Current Exhibitions
|
GALLERY LEVEL ONE
Ticketed Admission applies to Level One exhibitions.
AGH Members receive Free Admission to all exhibitions.
|
New Dawn: Italian Renaissance Art from Canadian Collections
On view May 16 to September 27, 2009
Curated by Dr. Patrick Shaw Cable
Standing as the anchor Summer historical exhibition within the Gallery’s yearlong celebration of Italian art and culture, New Dawn: Italian Renaissance Art from Canadian Collections provides AGH visitors with the unique opportunity to enjoy major Italian Renaissance works housed in leading Canadian collections, including the McMaster Museum of Art in Hamilton, the Art Gallery of Ontario in Toronto, the Agnes Etherington Art Centre in Kingston, the National Gallery of Canada in Ottawa, and the Montreal Museum of Fine Arts. Featuring a range of representative works emanating from the grand Italian tradition, New Dawn focuses principally on art from the early Renaissance through Mannerism, yet includes some later works demonstrating the evolution of the grand tradition. The exhibition embraces diverse subjects, manners, and media, including painting, sculpture, drawings and prints, as well as Italian ceramic maiolica generously loaned from the Gardiner Museum in Toronto. A first for the city of Hamilton, New Dawn showcases beautiful works from sister Canadian institutions that originate from a central historical period, when Western art was completely transformed and Italy played the leading role in this overwhelming cultural transformation. Among the varied treasures on view will be the fine oil portrait of an unknown man by Tintoretto, the most prolific Venetian painter of the late 16th century (National Gallery); a masterful and lively red chalk drawing of Venus and Cupid by Giulio Cesare Procaccini (Bologna, 1574–Milan, 1625) (AGO); and religious works such as the oil on panel Adoration of the Shepherds attributed to Florentine painter Tommaso di Stefano (1495–1564) (AGO).

....

▶ [WHAT YOU NEED TO DO] Pick up the gallery page about the New Dawn exhibition right after its last sentence and keep writing it.

Rows from a box labeling dataset

....

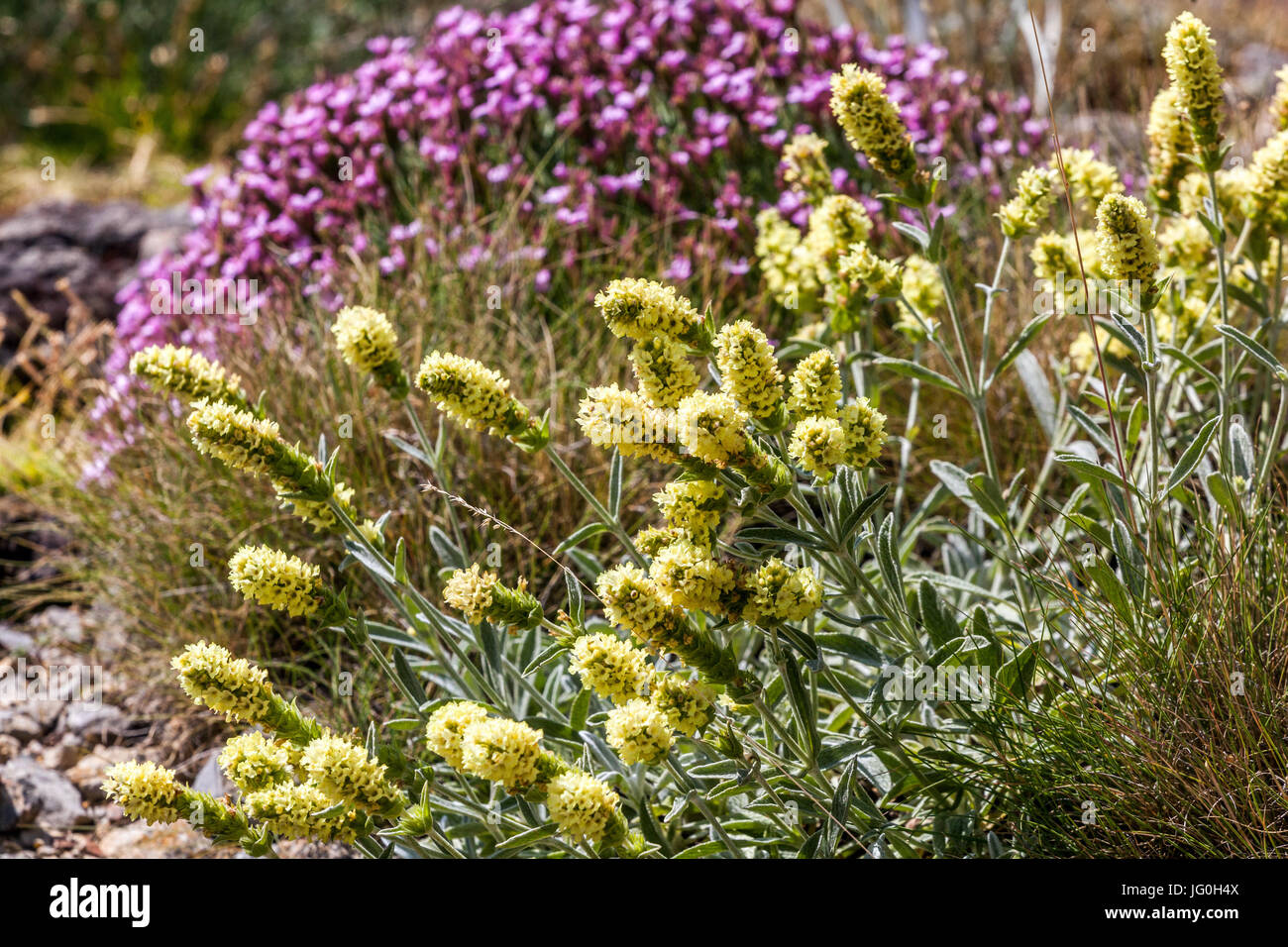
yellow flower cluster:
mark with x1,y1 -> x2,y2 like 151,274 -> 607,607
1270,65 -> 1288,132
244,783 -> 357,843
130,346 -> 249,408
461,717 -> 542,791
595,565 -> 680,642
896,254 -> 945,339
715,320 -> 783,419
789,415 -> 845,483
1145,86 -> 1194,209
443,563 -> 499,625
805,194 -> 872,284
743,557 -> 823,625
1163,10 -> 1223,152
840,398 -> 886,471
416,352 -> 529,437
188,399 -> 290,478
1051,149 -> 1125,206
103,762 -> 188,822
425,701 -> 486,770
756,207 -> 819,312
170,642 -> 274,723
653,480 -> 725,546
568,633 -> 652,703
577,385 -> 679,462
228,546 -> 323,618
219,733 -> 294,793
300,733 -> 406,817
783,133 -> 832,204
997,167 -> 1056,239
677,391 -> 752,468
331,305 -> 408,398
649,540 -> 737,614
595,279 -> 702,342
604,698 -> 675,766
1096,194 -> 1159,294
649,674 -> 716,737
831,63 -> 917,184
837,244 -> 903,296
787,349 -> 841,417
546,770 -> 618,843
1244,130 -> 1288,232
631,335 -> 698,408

....

▶ [RESPONSE FOR THIS EXERCISE]
| Exhibition Partners: |
 |
|
Charles Criminisi, Partner - Agro Zaffiro LLP |
|
BACK TO TOP |
Great Masters Series: Psyche with a Butterfly
On view May 16 to September 27, 2009
Curated by Dr. Patrick Shaw Cable
Complementing New Dawn, this instalment of the Great Masters Series spotlights the late nineteenth-century Italian sculptor Cesare Lapini's Psyche with a Butterfly, an exquisite white crystalline marble statue being loaned by the Art Gallery of Ontario in Toronto.
A Florentine born in 1848 and exhibiting in Rome in the last years of the nineteenth century, Lapini celebrated feminine beauty in sculptures of mythological figures such as Cupid's famous lover Psyche as well as contemporary flirtatious women of fashion. Combining the movement and brilliance of the work of Lapini's older compatriot, the Baroque master Gianlorenzo Bernini, with a modern sensuality, Lapini's Psyche possesses a robust body that appears poised to ascend skyward from the earth.
| Exhibition Partner: |
Dr. Michael and Mary Romeo
|
|
BACK TO TOP |
On the Edge of Your Seat: Italian Chairs from the Collection of the Montreal Museum of Fine Arts
On view May 16 to September 27, 2009
This exhibition is a collaboration between the Art Gallery of Hamilton and the Montreal Museum of Fine Arts
Co-curated by Diane Charbonneau, Curator of Contemporary Decorative Arts, Montreal Museum of Fine Arts, and Sara Knelman, Curator of Contemporary Art, Art Gallery of Hamilton
In the wake of Il Modo Italiano, the MMFA’s successful touring exhibition of Italian design from the 20th century, this new collaborative effort will focus on a selection of the Museum’s exceptional examples of post-1960s Italian-designed chairs. On the Edge of Your Seat will explore the development of materials and materiality in Italian chairs from the 1960s to the present, through the opposing tangible and tactile qualities Soft and Hard, Light and Heavy. The exhibition will bring together work by renowned Italian-born designers such as Jonathan de Pas, Alessandro Mendini and Gaetano Pesce with pieces by international artists such as Louise Campbell (Denmark), Roberto Matta (Chile) and Masanori Umeda (Japan), who have each created pieces exclusively for Italian design companies.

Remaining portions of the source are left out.